● OBJECTIVE
Copy each of the records below word for word, leaving nothing out.

──────── EXERCISE INPUT

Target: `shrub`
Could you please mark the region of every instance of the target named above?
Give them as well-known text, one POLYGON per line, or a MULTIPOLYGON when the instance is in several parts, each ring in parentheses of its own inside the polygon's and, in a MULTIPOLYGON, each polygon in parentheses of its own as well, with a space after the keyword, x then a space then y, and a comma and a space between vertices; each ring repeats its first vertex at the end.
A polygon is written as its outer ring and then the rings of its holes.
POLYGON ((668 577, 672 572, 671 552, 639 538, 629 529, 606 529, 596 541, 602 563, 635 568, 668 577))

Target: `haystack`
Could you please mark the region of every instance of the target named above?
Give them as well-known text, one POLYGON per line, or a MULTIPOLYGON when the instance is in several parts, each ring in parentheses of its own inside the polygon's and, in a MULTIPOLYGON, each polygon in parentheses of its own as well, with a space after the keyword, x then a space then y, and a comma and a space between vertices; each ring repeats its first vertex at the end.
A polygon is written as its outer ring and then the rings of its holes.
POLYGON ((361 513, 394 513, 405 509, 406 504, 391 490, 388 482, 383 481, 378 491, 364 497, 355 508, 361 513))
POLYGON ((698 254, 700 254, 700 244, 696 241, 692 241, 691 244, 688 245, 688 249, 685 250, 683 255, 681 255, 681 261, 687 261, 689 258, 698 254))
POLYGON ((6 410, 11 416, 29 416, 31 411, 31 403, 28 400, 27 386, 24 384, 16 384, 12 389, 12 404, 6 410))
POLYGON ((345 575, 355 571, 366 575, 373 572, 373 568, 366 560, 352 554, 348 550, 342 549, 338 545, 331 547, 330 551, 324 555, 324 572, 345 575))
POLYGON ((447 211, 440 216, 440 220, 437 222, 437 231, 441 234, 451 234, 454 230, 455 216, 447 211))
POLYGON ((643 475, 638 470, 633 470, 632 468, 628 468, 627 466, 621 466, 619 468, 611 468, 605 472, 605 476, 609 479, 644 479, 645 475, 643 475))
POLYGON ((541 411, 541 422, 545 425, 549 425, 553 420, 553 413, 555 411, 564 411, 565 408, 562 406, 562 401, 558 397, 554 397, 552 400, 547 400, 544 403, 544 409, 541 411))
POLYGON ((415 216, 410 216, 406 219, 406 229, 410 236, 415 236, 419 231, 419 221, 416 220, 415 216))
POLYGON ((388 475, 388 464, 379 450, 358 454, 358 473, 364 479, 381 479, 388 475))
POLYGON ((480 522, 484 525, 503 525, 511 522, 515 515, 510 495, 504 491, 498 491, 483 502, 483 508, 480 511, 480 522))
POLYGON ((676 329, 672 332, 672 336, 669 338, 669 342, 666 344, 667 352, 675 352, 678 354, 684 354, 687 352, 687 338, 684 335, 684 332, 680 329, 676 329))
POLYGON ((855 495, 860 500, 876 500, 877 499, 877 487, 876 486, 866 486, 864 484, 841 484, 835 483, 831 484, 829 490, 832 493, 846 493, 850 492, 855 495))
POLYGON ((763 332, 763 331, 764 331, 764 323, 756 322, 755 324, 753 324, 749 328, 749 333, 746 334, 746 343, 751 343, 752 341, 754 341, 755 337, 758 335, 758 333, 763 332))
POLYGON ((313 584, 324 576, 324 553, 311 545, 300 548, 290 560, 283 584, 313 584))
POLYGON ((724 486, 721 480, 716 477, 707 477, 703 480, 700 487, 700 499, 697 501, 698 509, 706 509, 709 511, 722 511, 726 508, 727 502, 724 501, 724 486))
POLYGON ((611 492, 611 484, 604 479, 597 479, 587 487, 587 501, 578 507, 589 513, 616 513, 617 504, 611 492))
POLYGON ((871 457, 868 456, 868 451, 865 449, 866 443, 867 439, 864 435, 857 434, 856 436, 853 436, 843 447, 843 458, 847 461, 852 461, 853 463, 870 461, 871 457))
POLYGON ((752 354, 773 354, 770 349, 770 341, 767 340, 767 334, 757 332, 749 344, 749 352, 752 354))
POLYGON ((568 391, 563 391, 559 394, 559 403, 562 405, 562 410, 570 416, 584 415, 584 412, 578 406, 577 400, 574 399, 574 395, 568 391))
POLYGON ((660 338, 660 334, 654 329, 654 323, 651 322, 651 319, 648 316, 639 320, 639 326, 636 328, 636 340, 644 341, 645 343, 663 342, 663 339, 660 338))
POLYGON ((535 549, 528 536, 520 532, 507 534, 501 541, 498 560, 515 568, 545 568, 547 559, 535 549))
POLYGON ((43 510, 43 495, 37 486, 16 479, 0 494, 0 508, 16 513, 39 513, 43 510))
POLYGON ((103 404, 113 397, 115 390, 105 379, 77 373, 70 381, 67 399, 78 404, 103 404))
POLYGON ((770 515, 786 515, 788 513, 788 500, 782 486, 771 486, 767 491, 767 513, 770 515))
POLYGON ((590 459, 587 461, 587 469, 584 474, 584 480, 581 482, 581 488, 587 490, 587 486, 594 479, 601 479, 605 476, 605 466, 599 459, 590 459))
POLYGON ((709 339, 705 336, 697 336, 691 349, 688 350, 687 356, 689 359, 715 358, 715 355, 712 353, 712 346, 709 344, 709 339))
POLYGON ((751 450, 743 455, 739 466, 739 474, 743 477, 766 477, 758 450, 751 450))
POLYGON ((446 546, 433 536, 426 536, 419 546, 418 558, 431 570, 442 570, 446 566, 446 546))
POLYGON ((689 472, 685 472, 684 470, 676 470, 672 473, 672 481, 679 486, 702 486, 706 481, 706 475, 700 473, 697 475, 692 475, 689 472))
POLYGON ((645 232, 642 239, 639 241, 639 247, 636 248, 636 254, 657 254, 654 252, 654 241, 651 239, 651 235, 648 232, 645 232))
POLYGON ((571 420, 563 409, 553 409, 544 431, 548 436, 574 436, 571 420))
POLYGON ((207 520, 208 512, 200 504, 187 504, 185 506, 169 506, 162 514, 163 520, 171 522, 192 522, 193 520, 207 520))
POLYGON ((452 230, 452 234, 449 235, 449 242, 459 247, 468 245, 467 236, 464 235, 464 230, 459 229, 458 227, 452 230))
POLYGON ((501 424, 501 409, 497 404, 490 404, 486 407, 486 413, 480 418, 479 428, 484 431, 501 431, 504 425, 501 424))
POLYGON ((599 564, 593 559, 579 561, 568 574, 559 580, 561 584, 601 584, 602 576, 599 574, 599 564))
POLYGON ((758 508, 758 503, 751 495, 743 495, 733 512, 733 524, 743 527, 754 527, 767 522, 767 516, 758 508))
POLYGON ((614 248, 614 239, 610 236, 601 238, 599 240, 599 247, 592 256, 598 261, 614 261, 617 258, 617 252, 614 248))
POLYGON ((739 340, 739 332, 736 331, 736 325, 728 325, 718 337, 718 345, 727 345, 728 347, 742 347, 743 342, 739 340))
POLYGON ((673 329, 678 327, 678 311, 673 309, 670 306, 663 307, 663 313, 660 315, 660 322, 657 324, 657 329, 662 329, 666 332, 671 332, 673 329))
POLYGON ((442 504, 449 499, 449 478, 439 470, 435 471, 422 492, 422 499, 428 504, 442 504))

────────────────

● CORRECT ANSWER
Target: `shrub`
Could you please mark the region of every instance of the target named above?
Give them as well-known text, one POLYGON per line, or a MULTIPOLYGON when the instance is in several parts, each ring in parentheses of its own inside the polygon's and, in a MULTIPOLYGON, each polygon in parentheses of its own as well, with a space after the keyword, x then a space then y, and a comma and a space between vertices; each ring repeats its first vertex at the end.
A polygon is written as its outer ring and then the rings of its holes.
POLYGON ((668 577, 672 572, 671 552, 639 538, 629 529, 606 529, 596 541, 602 563, 635 568, 668 577))

Target: `haystack`
Could you please mark the region of every instance of the target named above?
Give them as well-known text, one POLYGON per line, or a MULTIPOLYGON when the instance is in several parts, each ring in parentheses of its own inside the polygon's and, in a MULTIPOLYGON, each polygon in parentheses of its own as well, with a space after the keyword, x then a space then y, and a comma and a space between vertices; each ring repeats its first vertex at the end.
A polygon is written as its outer ring and then the rings of its holes.
POLYGON ((361 513, 394 513, 405 509, 406 504, 391 490, 388 482, 383 481, 378 491, 364 497, 355 508, 361 513))
POLYGON ((698 254, 700 254, 700 244, 696 241, 692 241, 691 244, 688 245, 688 249, 685 250, 683 255, 681 255, 681 261, 687 261, 689 258, 698 254))
POLYGON ((6 410, 11 416, 29 416, 31 411, 31 403, 28 400, 27 386, 24 384, 16 384, 12 389, 12 404, 6 410))
POLYGON ((345 575, 355 571, 366 575, 373 572, 373 568, 366 560, 352 554, 348 550, 342 549, 338 545, 331 547, 330 551, 324 555, 324 572, 345 575))
POLYGON ((447 211, 440 216, 440 220, 437 222, 437 231, 441 234, 451 234, 454 230, 455 216, 447 211))
POLYGON ((643 475, 638 470, 633 470, 632 468, 628 468, 627 466, 621 466, 619 468, 611 468, 605 472, 605 476, 609 479, 644 479, 645 475, 643 475))
POLYGON ((541 411, 541 422, 545 425, 549 425, 553 420, 553 413, 555 411, 564 411, 565 408, 562 406, 562 401, 558 397, 554 397, 552 400, 547 400, 544 403, 544 409, 541 411))
POLYGON ((415 216, 410 216, 406 219, 406 229, 410 236, 415 236, 419 231, 419 221, 416 220, 415 216))
POLYGON ((388 475, 388 464, 379 450, 358 454, 358 473, 364 479, 381 479, 388 475))
POLYGON ((480 522, 484 525, 503 525, 511 522, 515 515, 510 495, 504 491, 498 491, 483 502, 483 508, 480 511, 480 522))
POLYGON ((676 329, 672 332, 672 336, 669 338, 669 342, 666 344, 667 352, 675 352, 678 354, 684 354, 687 352, 687 338, 684 335, 684 332, 680 329, 676 329))
POLYGON ((855 495, 860 500, 876 500, 877 499, 877 487, 876 486, 866 486, 864 484, 841 484, 835 483, 831 484, 829 490, 832 493, 846 493, 850 492, 855 495))
POLYGON ((763 332, 763 331, 764 331, 764 323, 756 322, 755 324, 753 324, 749 328, 749 333, 746 334, 746 343, 751 343, 752 341, 754 341, 755 337, 758 335, 758 333, 763 332))
POLYGON ((313 584, 324 576, 324 553, 311 545, 300 548, 290 560, 283 584, 313 584))
POLYGON ((724 486, 721 480, 716 477, 707 477, 703 480, 700 487, 700 499, 697 501, 698 509, 706 509, 709 511, 722 511, 726 508, 727 502, 724 501, 724 486))
POLYGON ((611 492, 611 484, 604 479, 597 479, 587 487, 587 501, 578 507, 589 513, 616 513, 617 504, 611 492))
POLYGON ((871 457, 868 456, 868 451, 865 449, 866 443, 867 439, 864 435, 857 434, 856 436, 853 436, 843 447, 843 458, 847 461, 852 461, 853 463, 870 461, 871 457))
POLYGON ((752 354, 773 354, 770 349, 770 341, 767 340, 767 334, 757 332, 749 344, 749 352, 752 354))
POLYGON ((568 391, 563 391, 559 394, 559 403, 562 405, 562 410, 570 416, 584 415, 584 412, 578 406, 577 400, 574 399, 574 395, 568 391))
POLYGON ((660 338, 660 334, 654 329, 654 323, 651 322, 651 319, 648 316, 639 320, 639 326, 636 328, 636 340, 644 341, 645 343, 663 342, 663 339, 660 338))
POLYGON ((535 549, 528 536, 520 532, 507 534, 501 541, 498 560, 515 568, 545 568, 547 559, 535 549))
POLYGON ((43 510, 43 495, 37 486, 16 479, 0 494, 0 508, 16 513, 39 513, 43 510))
POLYGON ((103 404, 113 397, 115 390, 105 379, 77 373, 70 381, 67 399, 78 404, 103 404))
POLYGON ((770 515, 786 515, 788 513, 788 500, 782 486, 771 486, 767 491, 767 513, 770 515))
POLYGON ((590 459, 587 461, 587 469, 584 474, 584 480, 581 482, 581 488, 587 490, 587 486, 594 479, 601 479, 605 476, 605 466, 599 459, 590 459))
POLYGON ((709 339, 705 336, 697 336, 691 349, 688 350, 687 356, 689 359, 715 358, 715 355, 712 353, 712 346, 709 344, 709 339))
POLYGON ((751 450, 743 455, 739 466, 739 474, 743 477, 766 477, 758 450, 751 450))
POLYGON ((446 546, 433 536, 426 536, 419 546, 418 558, 431 570, 442 570, 446 566, 446 546))
POLYGON ((689 472, 685 472, 684 470, 676 470, 672 473, 672 481, 679 486, 702 486, 706 481, 706 475, 700 473, 697 475, 692 475, 689 472))
POLYGON ((645 232, 642 239, 639 241, 639 247, 636 248, 636 254, 657 254, 654 252, 654 241, 651 239, 651 235, 648 232, 645 232))
POLYGON ((571 420, 563 409, 553 409, 544 431, 548 436, 574 436, 571 420))
POLYGON ((207 520, 208 512, 200 504, 187 504, 185 506, 169 506, 162 514, 163 520, 171 522, 192 522, 193 520, 207 520))
POLYGON ((452 230, 452 234, 449 235, 449 242, 459 247, 468 245, 467 236, 464 235, 464 230, 459 229, 458 227, 452 230))
POLYGON ((501 424, 501 409, 497 404, 490 404, 486 407, 486 413, 480 418, 479 428, 484 431, 501 431, 504 425, 501 424))
POLYGON ((599 564, 593 559, 579 561, 568 574, 559 580, 561 584, 601 584, 602 576, 599 574, 599 564))
POLYGON ((758 508, 758 503, 751 495, 743 495, 733 512, 733 524, 743 527, 754 527, 767 522, 767 516, 758 508))
POLYGON ((614 248, 614 239, 610 236, 601 238, 599 240, 599 247, 592 256, 598 261, 614 261, 617 258, 617 252, 614 248))
POLYGON ((739 340, 739 332, 736 331, 736 325, 728 325, 718 337, 718 345, 727 345, 728 347, 742 347, 743 342, 739 340))
POLYGON ((673 329, 678 327, 678 311, 673 309, 670 306, 663 307, 663 313, 660 315, 660 322, 657 324, 657 329, 662 329, 666 332, 671 332, 673 329))
POLYGON ((442 504, 449 499, 449 478, 439 470, 435 471, 422 492, 422 499, 428 504, 442 504))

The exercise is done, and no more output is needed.